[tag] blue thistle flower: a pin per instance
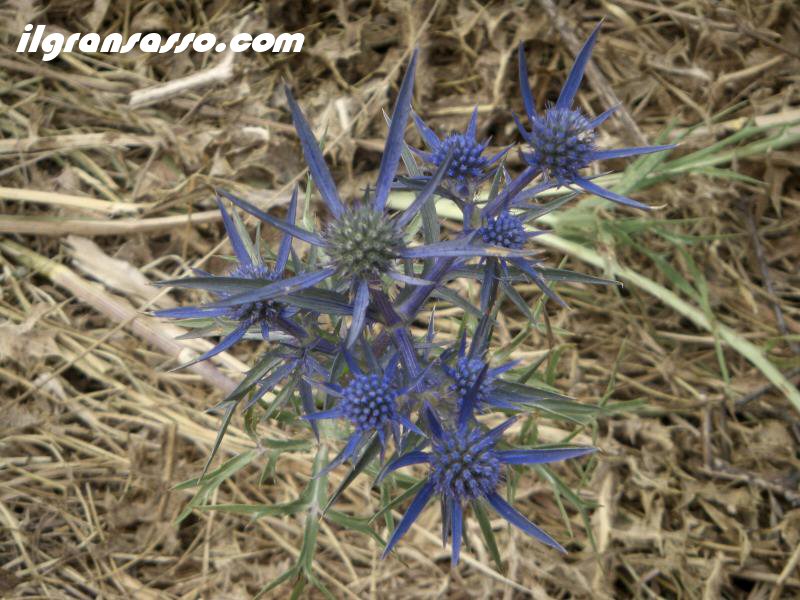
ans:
(370, 402)
(471, 374)
(362, 242)
(468, 166)
(505, 230)
(265, 314)
(465, 466)
(562, 138)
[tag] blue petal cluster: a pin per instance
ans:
(338, 317)
(468, 166)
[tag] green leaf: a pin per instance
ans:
(212, 481)
(488, 535)
(226, 420)
(371, 451)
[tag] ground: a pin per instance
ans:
(108, 187)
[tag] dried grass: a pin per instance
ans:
(698, 492)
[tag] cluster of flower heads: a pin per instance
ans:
(369, 274)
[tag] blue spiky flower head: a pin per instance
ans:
(468, 166)
(505, 230)
(562, 138)
(466, 466)
(370, 402)
(363, 242)
(263, 313)
(471, 375)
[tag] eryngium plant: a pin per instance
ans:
(342, 359)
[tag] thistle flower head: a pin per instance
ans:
(362, 243)
(234, 301)
(505, 230)
(464, 467)
(465, 374)
(562, 138)
(562, 141)
(369, 402)
(468, 160)
(468, 166)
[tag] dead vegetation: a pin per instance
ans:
(698, 492)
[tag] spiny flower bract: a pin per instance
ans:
(266, 314)
(370, 403)
(562, 138)
(468, 166)
(363, 243)
(505, 230)
(465, 466)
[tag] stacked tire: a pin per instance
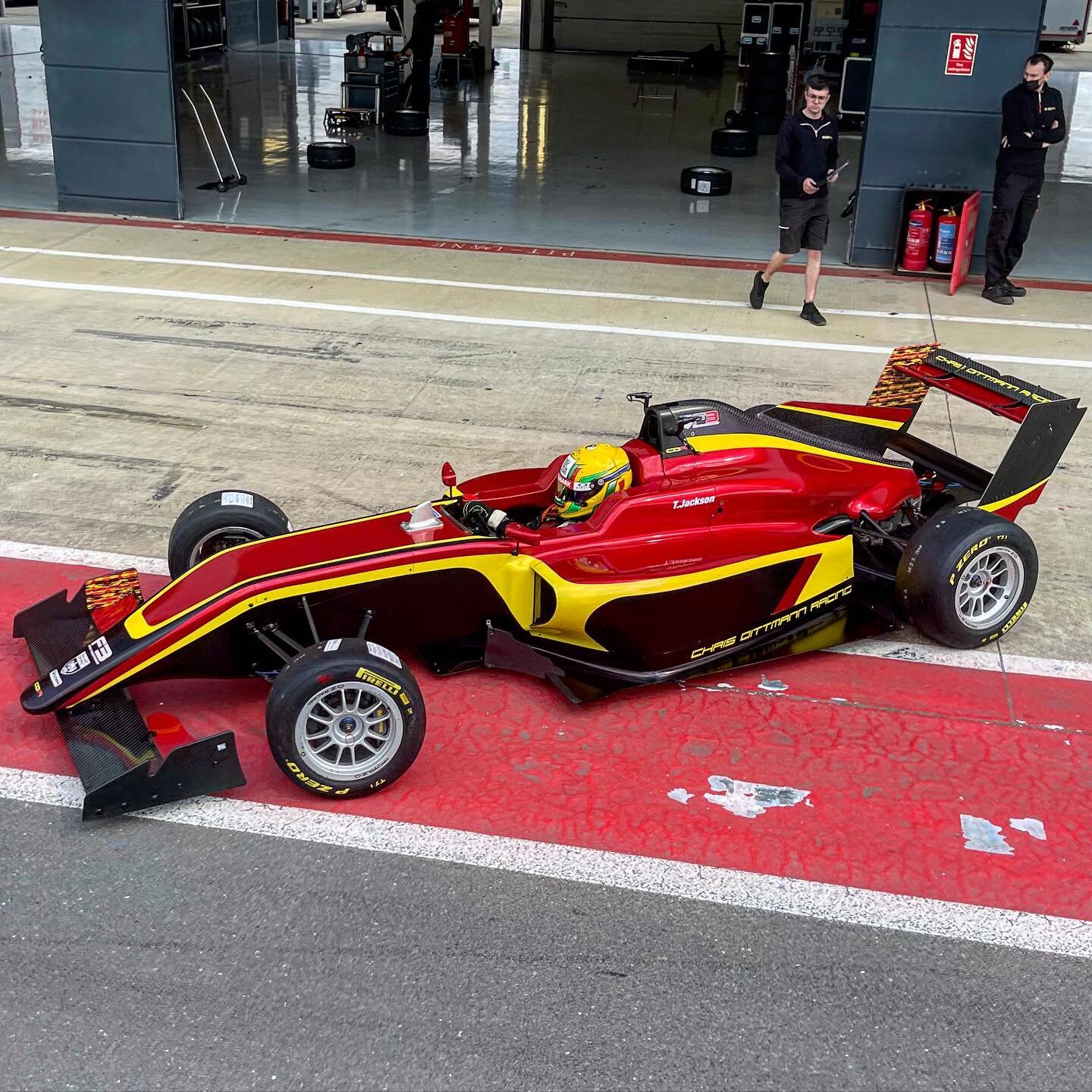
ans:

● **Exercise prompt**
Nothing in the records should be changed in the copy, but the pictures must be left out.

● **Output of the exercise**
[tag] blue thistle flower: a pin per instance
ans:
(370, 402)
(471, 374)
(362, 242)
(468, 166)
(505, 230)
(265, 314)
(465, 466)
(562, 138)
[tag] blue petal cluster: a pin per instance
ans:
(338, 317)
(468, 166)
[tag] green leaf: a pin per instance
ans:
(212, 481)
(488, 535)
(226, 420)
(371, 451)
[tag] ground: a pin per instance
ans:
(108, 187)
[tag] dried grass: a pin per instance
ans:
(698, 492)
[tag] cluster of flower heads: a pin per instance
ans:
(369, 274)
[tag] blue spiky flower head: a pin per instance
ans:
(468, 166)
(505, 230)
(562, 138)
(466, 466)
(370, 402)
(363, 242)
(263, 313)
(471, 375)
[tag] eryngium plant: a pin per instance
ans:
(342, 359)
[tag] thistle flower head: a pin per instance
ans:
(362, 243)
(234, 301)
(505, 230)
(464, 467)
(465, 374)
(562, 138)
(562, 141)
(369, 402)
(468, 160)
(468, 166)
[tag] dead vegetation: a pin per instance
ans:
(698, 492)
[tag] spiny flower bract: a pin per instance
ans:
(266, 314)
(370, 403)
(562, 138)
(468, 166)
(363, 243)
(505, 230)
(465, 466)
[tag] stacked tire: a pin per instance
ans:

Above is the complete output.